**Exercise instructions**
Your job is to print, exactly, the lines in the data below from the line with "Target: blue sky" through the line with "TARGET = thick tree trunk", both included, and to omit any picture.

(Beginning of Source data)

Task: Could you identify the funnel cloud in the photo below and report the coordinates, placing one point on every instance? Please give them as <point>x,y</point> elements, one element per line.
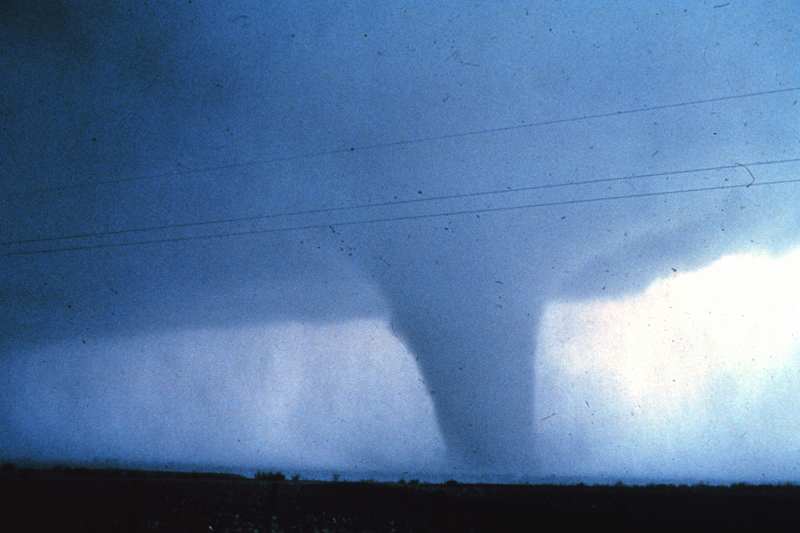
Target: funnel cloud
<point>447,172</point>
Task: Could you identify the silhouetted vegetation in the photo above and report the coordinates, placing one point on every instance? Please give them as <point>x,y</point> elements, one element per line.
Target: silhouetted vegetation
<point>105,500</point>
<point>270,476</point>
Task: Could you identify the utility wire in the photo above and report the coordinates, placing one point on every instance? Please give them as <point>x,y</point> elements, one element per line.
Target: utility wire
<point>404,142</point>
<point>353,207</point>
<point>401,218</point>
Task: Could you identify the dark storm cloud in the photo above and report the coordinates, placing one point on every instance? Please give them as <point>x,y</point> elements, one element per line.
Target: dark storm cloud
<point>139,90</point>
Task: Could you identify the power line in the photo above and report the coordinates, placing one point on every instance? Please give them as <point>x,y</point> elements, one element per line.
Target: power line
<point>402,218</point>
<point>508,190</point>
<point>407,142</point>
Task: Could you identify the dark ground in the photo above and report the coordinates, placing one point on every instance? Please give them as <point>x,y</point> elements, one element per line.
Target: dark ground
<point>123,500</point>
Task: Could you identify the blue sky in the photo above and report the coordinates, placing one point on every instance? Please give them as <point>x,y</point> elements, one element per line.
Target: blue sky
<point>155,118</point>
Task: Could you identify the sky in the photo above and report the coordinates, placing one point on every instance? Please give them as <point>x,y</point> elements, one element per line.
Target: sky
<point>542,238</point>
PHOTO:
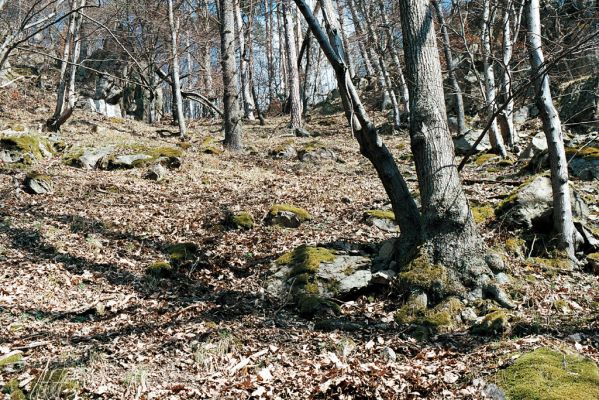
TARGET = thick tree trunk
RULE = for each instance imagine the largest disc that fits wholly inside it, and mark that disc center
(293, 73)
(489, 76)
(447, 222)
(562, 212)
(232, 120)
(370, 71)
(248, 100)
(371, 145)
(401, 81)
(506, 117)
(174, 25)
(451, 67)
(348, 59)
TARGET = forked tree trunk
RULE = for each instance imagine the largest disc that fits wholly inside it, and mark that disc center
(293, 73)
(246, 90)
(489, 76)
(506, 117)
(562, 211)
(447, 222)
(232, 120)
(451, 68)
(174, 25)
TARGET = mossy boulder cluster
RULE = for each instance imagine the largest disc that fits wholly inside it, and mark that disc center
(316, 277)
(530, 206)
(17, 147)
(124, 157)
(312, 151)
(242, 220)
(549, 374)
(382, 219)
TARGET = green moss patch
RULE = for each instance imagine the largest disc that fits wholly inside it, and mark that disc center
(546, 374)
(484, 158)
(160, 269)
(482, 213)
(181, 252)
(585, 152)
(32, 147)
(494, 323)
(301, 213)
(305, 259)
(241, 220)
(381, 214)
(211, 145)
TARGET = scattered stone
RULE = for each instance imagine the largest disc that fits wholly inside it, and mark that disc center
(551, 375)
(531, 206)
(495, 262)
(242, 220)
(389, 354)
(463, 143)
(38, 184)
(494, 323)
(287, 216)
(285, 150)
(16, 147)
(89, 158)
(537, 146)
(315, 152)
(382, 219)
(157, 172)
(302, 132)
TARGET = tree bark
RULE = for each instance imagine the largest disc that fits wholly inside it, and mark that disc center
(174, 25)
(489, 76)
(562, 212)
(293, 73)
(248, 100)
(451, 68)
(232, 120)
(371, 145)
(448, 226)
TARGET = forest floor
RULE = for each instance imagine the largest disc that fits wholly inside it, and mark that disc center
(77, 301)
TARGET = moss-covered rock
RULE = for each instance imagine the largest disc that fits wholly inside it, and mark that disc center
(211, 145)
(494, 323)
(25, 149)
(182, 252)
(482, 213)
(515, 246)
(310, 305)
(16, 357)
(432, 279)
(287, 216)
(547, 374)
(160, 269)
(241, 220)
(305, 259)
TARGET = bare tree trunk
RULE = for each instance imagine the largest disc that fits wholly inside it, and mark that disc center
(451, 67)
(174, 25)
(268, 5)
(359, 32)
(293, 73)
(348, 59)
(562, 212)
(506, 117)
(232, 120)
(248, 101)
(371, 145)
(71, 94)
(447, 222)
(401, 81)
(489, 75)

(End of Source data)
(Beginning of Source data)

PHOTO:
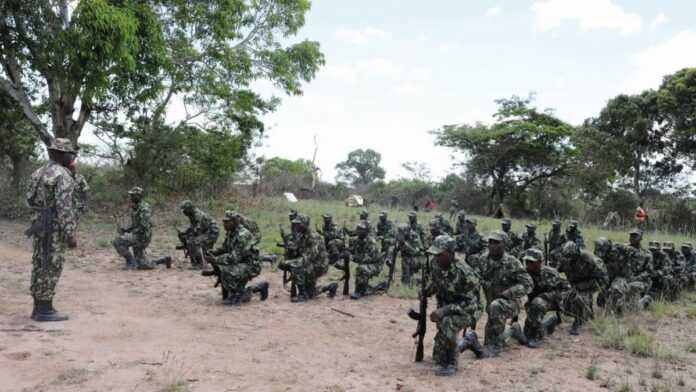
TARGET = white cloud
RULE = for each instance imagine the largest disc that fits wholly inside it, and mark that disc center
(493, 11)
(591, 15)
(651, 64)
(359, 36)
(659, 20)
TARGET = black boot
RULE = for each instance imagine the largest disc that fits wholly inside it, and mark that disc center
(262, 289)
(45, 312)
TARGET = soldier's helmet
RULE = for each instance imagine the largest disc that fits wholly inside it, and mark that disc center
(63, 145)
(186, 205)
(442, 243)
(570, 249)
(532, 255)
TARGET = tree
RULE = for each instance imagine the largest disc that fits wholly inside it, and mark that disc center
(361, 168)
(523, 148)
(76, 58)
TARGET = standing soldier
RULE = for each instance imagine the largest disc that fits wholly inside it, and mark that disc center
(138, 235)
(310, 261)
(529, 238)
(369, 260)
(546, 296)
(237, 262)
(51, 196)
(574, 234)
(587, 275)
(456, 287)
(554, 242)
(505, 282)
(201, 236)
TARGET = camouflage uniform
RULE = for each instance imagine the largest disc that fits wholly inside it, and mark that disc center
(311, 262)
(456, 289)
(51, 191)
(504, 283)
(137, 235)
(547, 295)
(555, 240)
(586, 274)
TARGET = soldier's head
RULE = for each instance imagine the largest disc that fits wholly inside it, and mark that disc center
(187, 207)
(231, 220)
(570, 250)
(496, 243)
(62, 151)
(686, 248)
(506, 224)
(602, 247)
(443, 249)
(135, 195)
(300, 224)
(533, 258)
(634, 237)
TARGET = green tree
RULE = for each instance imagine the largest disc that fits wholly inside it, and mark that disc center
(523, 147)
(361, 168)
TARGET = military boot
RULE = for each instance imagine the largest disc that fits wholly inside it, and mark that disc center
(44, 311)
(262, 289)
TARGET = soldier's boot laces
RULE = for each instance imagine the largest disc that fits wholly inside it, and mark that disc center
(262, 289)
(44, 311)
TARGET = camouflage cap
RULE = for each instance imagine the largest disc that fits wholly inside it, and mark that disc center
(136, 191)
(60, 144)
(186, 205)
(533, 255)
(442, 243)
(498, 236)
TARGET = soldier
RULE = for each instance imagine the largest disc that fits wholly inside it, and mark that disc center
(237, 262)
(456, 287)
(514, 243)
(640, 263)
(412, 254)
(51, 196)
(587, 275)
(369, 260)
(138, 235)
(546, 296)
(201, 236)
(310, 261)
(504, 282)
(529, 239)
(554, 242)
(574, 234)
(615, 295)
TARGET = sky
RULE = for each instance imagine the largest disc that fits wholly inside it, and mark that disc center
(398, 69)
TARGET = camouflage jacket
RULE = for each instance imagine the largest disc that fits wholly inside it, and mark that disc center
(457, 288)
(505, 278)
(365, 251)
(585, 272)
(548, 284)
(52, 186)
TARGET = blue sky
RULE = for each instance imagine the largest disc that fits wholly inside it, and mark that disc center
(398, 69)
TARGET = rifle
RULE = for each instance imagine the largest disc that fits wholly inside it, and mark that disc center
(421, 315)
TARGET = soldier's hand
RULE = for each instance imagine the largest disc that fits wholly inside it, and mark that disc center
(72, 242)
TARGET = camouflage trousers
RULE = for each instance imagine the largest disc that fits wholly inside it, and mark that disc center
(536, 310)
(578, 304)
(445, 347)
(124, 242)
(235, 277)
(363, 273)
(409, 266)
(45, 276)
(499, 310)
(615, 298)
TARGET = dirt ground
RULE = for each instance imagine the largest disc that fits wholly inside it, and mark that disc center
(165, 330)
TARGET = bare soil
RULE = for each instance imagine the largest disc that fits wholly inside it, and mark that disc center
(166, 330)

(End of Source data)

**Output below**
Target: blue sky
<point>155,118</point>
Task: Could you identify the sky in the photo above and report the coordinates, placing one point on every instance? Please give them as <point>x,y</point> elements, one element per line.
Target: sky
<point>542,238</point>
PHOTO:
TARGET = thick tree trunk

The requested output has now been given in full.